SHORT TASK A >> Reproduce the records word for word, beginning with the first line of the records and ending with the line containing "pixel 541 124", both included.

# TEXT SECTION start

Pasatiempo

Night vision

Printmaker Mary Teichman at Argos Studio/Gallery

- Mary Teichman

Alow shrub sits by a fence whose indetermin­ate length disappears into darkness. Its branches are just visible beside a road that is dully illuminate­d by a single street lamp. Yellow light breaks from factory windows, revealing few details of the immediate surroundin­gs. This street scene at night is depicted in a color etching by printmaker Mary Teichman, who has focused her practice in recent years on nighttime imagery. Qualities of mystery and intrigue are heightened when the world is plunged into shadow. Details of objects and surroundin­gs only slowly reveal themselves as the viewer enters a dark outside from the safety and clarity of a well-lit room. It is this liminal state, when the viewer’s pupils widen to accept as much available light as possible, that Teichman captures in her prints. “I am definitely a night person, and I work best at night,” she told Pasatiempo. “They’re all about light in one form or another. If it’s daylight, then the light is also the subject.”

# TEXT SECTION end
# INPUT FOR THIS TASK start

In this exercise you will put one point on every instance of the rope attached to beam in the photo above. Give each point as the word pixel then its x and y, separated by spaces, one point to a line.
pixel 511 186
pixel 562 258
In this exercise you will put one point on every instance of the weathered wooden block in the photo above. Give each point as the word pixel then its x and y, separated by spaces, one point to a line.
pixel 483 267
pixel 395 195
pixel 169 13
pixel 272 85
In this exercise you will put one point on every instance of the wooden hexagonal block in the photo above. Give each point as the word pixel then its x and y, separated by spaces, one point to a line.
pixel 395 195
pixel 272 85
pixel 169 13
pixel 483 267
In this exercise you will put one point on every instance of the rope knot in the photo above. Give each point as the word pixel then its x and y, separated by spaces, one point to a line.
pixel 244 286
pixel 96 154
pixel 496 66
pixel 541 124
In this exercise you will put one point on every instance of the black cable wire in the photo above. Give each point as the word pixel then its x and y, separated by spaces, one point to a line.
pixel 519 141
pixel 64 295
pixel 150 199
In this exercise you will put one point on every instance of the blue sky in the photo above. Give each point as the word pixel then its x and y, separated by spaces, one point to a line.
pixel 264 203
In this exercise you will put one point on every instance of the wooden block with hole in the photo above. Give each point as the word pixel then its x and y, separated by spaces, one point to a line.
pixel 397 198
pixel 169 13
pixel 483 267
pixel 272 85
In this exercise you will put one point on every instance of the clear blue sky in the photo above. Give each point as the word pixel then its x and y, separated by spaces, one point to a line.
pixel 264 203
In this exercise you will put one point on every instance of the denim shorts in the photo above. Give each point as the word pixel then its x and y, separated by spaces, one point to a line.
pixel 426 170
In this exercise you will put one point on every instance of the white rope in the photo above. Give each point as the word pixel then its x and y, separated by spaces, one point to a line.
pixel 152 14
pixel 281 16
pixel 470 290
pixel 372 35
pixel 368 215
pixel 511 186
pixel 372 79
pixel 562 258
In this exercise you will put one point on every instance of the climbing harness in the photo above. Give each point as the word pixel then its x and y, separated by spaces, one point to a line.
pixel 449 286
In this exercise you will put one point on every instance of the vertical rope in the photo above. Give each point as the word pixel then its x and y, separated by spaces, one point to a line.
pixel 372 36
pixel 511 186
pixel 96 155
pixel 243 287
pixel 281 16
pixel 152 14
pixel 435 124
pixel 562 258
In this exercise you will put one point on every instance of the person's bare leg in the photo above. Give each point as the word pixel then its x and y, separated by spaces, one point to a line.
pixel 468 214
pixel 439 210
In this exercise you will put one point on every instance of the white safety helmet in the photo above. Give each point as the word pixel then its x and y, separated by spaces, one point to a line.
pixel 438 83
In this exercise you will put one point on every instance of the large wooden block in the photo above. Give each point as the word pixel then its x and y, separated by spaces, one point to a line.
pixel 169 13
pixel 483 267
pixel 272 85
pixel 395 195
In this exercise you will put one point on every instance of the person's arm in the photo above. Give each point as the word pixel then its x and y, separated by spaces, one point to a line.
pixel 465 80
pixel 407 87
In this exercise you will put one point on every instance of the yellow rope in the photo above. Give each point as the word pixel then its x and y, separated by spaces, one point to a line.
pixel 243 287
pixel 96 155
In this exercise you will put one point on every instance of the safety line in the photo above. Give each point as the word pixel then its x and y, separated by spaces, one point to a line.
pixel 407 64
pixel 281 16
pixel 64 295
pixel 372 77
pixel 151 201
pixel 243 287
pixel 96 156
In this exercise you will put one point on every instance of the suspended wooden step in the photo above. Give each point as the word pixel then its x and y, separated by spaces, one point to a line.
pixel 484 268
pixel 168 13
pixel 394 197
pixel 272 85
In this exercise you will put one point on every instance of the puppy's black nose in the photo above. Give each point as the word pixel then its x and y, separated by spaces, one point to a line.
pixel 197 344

# INPUT FOR THIS TASK end

SHORT TASK B >> According to the article on printmaker Mary Teichman, what kind of imagery has she focused her practice on in recent years?

EXPECTED OUTPUT A >>
In this exercise you will put one point on every instance of the rope attached to beam in the photo above. Give each point as the word pixel then its x and y, separated by spaces, one point to a line.
pixel 511 186
pixel 562 258
In this exercise you will put one point on every instance of the weathered wooden block in the photo above. Give each point as the word pixel then its x and y, separated by spaces, one point to a line.
pixel 483 267
pixel 395 195
pixel 169 13
pixel 272 85
In this exercise you will put one point on every instance of the wooden hexagonal block in the photo above. Give each point as the word pixel then its x and y, separated by spaces, one point to a line.
pixel 395 195
pixel 272 85
pixel 169 13
pixel 483 267
In this exercise you will put one point on every instance of the rope knot in the photo above. Give each point as the word pixel then its x and y, separated by spaces, one point to a line.
pixel 244 286
pixel 96 154
pixel 496 66
pixel 541 124

EXPECTED OUTPUT B >> Nighttime imagery.